### Assignment
Look through the data below for the line with "Query: tree branch", and transcribe it exactly together with each line after it up to and including the line with "# a single point is shaped like point(663, 55)". Give nothing else.
----- Working data
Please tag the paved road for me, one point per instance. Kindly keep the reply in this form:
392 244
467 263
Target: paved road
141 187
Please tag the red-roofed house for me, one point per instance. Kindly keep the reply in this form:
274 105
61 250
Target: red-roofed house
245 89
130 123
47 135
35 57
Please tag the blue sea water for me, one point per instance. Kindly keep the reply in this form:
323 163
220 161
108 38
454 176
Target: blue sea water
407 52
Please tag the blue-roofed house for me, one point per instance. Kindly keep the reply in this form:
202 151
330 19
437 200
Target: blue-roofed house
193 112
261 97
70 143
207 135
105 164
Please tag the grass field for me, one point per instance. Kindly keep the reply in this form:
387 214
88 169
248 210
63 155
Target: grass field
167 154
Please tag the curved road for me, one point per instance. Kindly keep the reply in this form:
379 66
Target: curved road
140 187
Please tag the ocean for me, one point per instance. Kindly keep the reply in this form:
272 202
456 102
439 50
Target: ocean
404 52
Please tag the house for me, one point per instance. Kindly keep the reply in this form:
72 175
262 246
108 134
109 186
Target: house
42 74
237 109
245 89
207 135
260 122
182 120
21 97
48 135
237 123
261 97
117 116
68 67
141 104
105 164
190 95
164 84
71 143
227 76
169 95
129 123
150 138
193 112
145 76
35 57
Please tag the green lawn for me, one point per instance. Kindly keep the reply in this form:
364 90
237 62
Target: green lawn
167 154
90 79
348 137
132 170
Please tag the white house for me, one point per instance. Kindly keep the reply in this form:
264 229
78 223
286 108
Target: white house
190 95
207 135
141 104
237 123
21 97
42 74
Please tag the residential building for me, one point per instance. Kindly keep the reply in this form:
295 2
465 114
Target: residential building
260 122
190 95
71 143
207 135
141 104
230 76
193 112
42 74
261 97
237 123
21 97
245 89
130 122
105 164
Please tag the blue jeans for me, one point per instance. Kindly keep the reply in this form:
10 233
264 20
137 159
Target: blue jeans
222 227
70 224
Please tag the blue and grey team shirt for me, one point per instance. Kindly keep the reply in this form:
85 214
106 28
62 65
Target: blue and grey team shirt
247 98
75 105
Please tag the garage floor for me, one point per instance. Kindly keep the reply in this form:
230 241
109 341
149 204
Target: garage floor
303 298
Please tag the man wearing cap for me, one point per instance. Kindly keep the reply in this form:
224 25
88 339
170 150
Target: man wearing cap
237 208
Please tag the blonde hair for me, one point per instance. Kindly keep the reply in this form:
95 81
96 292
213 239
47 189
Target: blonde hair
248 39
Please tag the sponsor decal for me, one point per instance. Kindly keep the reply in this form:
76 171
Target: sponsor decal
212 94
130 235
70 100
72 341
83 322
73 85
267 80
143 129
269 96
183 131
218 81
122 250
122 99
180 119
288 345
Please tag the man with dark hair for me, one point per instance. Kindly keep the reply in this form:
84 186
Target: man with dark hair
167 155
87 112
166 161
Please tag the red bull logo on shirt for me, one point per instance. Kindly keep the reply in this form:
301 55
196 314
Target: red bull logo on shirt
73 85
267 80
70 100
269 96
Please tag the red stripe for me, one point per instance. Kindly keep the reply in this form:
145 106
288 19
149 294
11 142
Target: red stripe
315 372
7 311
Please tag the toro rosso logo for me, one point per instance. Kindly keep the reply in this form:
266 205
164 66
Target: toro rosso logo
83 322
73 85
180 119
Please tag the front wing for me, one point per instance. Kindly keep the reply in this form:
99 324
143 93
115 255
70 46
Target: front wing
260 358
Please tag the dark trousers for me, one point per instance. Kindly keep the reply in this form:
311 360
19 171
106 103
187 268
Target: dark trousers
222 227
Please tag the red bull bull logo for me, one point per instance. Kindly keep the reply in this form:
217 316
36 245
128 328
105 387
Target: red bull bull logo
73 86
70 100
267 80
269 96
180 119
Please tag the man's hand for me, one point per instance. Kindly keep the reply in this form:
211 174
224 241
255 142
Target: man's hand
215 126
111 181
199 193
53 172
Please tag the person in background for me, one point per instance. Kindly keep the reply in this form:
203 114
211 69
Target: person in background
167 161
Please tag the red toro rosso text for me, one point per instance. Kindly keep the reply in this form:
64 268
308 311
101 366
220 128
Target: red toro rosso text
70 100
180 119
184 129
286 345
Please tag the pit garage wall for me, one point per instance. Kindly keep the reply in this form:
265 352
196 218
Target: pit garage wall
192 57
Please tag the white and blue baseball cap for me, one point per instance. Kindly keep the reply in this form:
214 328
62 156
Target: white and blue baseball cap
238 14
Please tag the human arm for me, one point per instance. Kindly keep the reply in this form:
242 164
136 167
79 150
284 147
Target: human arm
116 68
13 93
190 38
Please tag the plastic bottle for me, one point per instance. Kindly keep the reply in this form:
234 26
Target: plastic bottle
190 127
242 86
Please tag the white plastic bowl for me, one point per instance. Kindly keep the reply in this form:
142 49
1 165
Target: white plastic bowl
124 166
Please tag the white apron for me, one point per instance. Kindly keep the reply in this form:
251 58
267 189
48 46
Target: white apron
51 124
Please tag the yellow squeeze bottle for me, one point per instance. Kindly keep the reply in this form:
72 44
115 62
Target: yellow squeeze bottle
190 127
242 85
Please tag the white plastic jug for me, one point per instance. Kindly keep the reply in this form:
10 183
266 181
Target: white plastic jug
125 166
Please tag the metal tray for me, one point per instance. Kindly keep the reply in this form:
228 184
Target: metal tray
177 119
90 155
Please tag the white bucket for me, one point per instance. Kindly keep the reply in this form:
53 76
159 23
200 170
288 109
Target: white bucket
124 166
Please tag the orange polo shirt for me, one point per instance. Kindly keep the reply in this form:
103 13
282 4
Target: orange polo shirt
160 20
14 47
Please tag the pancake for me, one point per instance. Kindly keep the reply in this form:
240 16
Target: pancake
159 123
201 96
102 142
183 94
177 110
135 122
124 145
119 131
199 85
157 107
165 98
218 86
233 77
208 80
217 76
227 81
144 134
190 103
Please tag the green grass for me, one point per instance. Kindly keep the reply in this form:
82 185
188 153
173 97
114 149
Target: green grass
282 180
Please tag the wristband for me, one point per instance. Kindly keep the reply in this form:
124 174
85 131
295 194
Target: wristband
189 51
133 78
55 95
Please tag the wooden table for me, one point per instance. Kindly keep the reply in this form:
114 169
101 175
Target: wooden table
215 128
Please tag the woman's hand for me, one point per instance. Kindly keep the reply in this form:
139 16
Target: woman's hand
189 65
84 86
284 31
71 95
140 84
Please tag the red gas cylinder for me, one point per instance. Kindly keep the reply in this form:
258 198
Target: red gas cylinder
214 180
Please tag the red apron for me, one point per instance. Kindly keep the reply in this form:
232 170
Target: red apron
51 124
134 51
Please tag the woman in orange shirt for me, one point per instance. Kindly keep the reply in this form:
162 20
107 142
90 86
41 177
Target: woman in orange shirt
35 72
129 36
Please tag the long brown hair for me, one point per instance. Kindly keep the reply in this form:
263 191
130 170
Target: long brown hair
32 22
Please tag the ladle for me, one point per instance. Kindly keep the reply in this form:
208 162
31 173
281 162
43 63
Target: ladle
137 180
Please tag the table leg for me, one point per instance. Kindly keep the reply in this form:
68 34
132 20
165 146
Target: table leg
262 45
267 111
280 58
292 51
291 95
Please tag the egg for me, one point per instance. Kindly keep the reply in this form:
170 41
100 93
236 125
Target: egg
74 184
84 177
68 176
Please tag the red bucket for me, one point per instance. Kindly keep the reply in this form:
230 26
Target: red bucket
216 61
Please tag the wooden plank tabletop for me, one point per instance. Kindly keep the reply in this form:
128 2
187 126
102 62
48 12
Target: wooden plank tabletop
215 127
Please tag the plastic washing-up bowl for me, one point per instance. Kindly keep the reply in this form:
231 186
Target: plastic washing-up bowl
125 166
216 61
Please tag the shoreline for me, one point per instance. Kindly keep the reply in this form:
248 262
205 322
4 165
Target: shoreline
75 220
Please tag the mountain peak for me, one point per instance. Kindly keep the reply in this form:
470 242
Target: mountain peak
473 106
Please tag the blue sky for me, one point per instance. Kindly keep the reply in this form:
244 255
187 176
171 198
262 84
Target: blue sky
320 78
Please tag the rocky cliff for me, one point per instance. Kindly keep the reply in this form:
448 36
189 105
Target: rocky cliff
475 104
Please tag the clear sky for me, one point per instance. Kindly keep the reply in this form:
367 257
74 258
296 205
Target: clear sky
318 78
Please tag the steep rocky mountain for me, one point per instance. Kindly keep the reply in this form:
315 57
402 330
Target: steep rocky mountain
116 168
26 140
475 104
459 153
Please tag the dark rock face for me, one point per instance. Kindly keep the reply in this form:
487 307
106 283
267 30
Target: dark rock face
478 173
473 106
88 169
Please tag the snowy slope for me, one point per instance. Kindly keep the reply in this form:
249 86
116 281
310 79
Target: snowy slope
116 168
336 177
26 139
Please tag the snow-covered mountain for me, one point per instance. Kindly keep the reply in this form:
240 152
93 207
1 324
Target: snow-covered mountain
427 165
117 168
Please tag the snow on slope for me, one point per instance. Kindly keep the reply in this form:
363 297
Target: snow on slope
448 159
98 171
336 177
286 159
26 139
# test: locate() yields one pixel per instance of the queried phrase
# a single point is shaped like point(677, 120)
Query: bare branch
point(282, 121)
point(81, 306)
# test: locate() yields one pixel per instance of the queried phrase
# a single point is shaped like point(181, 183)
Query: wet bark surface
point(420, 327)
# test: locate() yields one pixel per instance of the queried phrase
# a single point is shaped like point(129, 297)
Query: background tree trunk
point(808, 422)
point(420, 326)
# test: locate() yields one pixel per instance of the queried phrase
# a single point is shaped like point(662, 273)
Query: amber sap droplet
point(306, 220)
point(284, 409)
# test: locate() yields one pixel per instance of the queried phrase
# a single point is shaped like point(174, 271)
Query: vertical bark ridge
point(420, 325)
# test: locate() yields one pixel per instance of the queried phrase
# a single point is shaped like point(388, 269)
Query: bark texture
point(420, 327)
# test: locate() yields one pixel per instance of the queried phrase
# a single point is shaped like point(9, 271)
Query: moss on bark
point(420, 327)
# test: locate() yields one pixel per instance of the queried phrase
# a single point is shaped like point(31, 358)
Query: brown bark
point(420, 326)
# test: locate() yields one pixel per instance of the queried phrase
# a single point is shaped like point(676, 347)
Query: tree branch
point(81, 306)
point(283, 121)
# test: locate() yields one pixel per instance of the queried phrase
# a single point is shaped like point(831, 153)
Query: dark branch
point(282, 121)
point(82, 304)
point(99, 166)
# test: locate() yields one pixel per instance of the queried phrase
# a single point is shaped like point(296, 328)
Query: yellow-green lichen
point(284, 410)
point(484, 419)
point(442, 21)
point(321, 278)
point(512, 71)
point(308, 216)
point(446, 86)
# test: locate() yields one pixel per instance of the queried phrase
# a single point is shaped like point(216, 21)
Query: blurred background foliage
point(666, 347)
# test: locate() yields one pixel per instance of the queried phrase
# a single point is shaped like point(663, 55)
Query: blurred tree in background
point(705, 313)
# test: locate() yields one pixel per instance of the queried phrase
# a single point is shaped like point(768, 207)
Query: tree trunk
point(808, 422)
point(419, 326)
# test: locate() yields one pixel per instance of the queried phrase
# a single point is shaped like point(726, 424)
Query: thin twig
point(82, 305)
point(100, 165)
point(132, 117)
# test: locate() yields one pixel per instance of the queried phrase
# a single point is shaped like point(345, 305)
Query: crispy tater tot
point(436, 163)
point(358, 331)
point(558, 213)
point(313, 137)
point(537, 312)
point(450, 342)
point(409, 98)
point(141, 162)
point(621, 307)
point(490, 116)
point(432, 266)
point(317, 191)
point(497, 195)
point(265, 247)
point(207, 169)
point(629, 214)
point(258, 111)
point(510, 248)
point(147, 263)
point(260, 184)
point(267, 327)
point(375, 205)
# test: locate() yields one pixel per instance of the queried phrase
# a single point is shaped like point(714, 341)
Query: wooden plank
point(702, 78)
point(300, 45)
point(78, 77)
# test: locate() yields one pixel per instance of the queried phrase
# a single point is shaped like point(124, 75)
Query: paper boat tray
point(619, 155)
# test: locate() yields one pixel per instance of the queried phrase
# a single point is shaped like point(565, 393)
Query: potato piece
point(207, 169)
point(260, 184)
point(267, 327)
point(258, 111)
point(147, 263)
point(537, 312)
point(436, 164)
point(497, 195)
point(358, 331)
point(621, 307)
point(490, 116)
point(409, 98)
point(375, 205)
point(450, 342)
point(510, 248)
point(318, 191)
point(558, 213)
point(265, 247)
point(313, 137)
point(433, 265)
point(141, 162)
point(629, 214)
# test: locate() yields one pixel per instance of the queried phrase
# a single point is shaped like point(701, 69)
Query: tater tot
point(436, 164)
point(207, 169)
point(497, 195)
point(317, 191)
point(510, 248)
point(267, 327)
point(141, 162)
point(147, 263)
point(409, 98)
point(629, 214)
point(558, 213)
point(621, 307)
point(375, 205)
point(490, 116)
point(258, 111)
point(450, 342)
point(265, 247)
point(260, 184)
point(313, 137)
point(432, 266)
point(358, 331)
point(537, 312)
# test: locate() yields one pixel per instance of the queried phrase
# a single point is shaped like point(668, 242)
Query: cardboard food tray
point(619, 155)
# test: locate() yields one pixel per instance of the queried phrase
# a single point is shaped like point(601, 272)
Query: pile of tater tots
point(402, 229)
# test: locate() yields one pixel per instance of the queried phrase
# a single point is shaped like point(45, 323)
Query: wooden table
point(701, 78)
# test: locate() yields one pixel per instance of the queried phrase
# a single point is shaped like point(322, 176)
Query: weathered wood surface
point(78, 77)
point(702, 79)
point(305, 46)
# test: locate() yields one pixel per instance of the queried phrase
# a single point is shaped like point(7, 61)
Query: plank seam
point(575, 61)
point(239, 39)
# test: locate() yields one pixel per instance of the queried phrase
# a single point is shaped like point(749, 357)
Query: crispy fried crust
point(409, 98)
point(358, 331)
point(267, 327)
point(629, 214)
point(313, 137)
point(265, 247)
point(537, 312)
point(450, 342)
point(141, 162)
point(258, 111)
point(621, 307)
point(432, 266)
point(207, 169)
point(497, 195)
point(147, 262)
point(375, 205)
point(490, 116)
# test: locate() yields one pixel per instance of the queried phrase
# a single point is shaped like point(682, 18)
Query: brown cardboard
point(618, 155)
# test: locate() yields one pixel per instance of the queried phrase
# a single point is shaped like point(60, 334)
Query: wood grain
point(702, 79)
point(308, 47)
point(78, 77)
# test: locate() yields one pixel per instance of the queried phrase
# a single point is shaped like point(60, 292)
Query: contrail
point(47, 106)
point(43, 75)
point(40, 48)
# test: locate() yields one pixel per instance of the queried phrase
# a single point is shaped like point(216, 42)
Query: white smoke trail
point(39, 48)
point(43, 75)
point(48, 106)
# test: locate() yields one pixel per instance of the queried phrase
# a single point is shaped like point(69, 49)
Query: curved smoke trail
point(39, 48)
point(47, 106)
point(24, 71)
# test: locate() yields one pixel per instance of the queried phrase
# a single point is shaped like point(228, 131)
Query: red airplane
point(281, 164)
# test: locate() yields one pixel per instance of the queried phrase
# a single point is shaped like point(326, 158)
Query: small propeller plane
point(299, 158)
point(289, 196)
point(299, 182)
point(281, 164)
----------
### Task output
Query: tree branch
point(81, 306)
point(283, 121)
# test: locate() yields one pixel per instance of the queried phrase
# a single point is shaped like point(831, 153)
Query: dark branch
point(282, 121)
point(82, 304)
point(99, 166)
# test: locate() yields one pixel per instance of the queried phrase
# a single point is shaped like point(296, 328)
Query: yellow-green lichen
point(284, 410)
point(484, 419)
point(442, 21)
point(321, 278)
point(512, 71)
point(308, 216)
point(446, 86)
# test: locate() yields one pixel per instance of the queried phrase
# a single point is shaped like point(216, 21)
Query: blurred background foliage
point(666, 347)
# test: locate() yields one pixel per instance of the queried phrase
# a single point is shaped like point(663, 55)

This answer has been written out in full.